Saved entries:
----

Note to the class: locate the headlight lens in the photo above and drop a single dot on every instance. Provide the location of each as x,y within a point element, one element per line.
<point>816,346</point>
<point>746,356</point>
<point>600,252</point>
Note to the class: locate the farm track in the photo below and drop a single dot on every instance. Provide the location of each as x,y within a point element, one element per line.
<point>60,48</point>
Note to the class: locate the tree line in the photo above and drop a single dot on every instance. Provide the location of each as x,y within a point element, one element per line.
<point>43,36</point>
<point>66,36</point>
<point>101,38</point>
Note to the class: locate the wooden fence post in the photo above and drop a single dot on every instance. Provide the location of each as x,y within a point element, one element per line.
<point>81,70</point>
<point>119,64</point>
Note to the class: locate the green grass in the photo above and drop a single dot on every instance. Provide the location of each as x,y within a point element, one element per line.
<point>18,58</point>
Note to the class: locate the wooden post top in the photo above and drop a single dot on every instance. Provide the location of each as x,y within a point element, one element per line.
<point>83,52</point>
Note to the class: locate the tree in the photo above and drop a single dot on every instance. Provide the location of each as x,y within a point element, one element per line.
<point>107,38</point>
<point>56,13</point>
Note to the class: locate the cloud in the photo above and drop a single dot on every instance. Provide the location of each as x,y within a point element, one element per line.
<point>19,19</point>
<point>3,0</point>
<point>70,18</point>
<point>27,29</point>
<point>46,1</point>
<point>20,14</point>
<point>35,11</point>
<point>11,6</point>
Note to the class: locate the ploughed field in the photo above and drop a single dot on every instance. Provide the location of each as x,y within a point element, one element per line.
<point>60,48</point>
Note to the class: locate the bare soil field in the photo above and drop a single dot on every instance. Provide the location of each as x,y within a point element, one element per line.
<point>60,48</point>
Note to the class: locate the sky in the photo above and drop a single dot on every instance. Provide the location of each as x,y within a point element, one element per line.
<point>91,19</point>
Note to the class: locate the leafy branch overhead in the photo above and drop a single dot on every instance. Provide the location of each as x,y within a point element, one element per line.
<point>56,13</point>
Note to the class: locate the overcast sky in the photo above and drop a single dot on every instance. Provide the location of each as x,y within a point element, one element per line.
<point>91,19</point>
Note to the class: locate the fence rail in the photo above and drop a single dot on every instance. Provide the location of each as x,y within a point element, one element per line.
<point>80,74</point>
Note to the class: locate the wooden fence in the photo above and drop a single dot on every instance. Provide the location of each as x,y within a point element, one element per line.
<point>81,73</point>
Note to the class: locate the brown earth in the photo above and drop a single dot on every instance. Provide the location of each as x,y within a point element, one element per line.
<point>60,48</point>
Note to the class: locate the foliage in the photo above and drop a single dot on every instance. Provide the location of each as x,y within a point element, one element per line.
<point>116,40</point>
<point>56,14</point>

----

Go through the data above and copy all of it exactly.

Note to the class: locate the headlight lens in the photo above and drop a single dot on every instance. Provide the location of each as x,y within a point element, one element per line.
<point>816,346</point>
<point>746,356</point>
<point>600,252</point>
Note to the class: locate the farm track in the photo below and drop a single dot on every instance. Provide the location of each as x,y within a point element, one element per line.
<point>60,48</point>
Note to the class: locate the tree line in the photo above and drop a single dot on every instance. Provide the location of each as x,y within a point element, one element per line.
<point>43,36</point>
<point>66,36</point>
<point>101,38</point>
Note to the class: locate the wooden fence post in the photo above and drop a single dot on every instance. Provide the location of each as x,y within a point element, one element per line.
<point>81,70</point>
<point>119,64</point>
Note to the class: locate the green grass in the photo above and drop a single dot on every instance. Provide the location of each as x,y within a point element, one element per line.
<point>18,58</point>
Note to the class: locate the wooden post top in the photo above and drop a single dot on every instance. Provide the location of each as x,y within a point element, one element per line.
<point>83,52</point>
Note to the class: locate the tree in the photo above and drop a single dot on every instance. Provide the location of each as x,y within a point element, one element per line.
<point>107,38</point>
<point>56,13</point>
Note to the class: locate the cloud in the photo above and drop a single dot on every instance. Provide the location of each as x,y within a point element, one element per line.
<point>19,19</point>
<point>3,0</point>
<point>70,18</point>
<point>27,29</point>
<point>46,1</point>
<point>20,14</point>
<point>35,11</point>
<point>11,6</point>
Note to the class: locate the ploughed field in the photo above and drop a single dot on every instance. Provide the location of each as x,y within a point element, one element per line.
<point>60,48</point>
Note to the class: locate the bare soil field in the photo above and drop a single dot on every instance. Provide the location of each as x,y within a point element, one element per line.
<point>60,48</point>
Note to the class: locate the sky in the photo above and drop a single dot on every instance. Provide the location of each as x,y within a point element, one element per line.
<point>91,19</point>
Note to the class: locate the leafy branch overhead in the photo above and drop a single dot on every instance. Provide the location of each as x,y within a point element, one element per line.
<point>56,13</point>
Note to the class: locate the overcast sky in the photo above and drop a single dot on every instance. Provide the location of each as x,y within a point element, one element per line.
<point>91,19</point>
Note to the class: locate the fence rail in the photo above and drop a single dot on every instance. Provide the location of each as x,y within a point element, one element per line.
<point>80,74</point>
Note to the class: locate the wooden fence in the photo above and drop a single dot on every instance. Provide the location of each as x,y within a point element, one element per line.
<point>81,73</point>
Note to the class: locate the brown earth in the photo above and drop a single dot on every instance. Provide the location of each as x,y within a point element, one element per line.
<point>60,48</point>
Note to the class: locate the foliage in the photo above and drop a single dot on every instance. Provide the location of each as x,y within a point element, one element per line.
<point>116,40</point>
<point>56,14</point>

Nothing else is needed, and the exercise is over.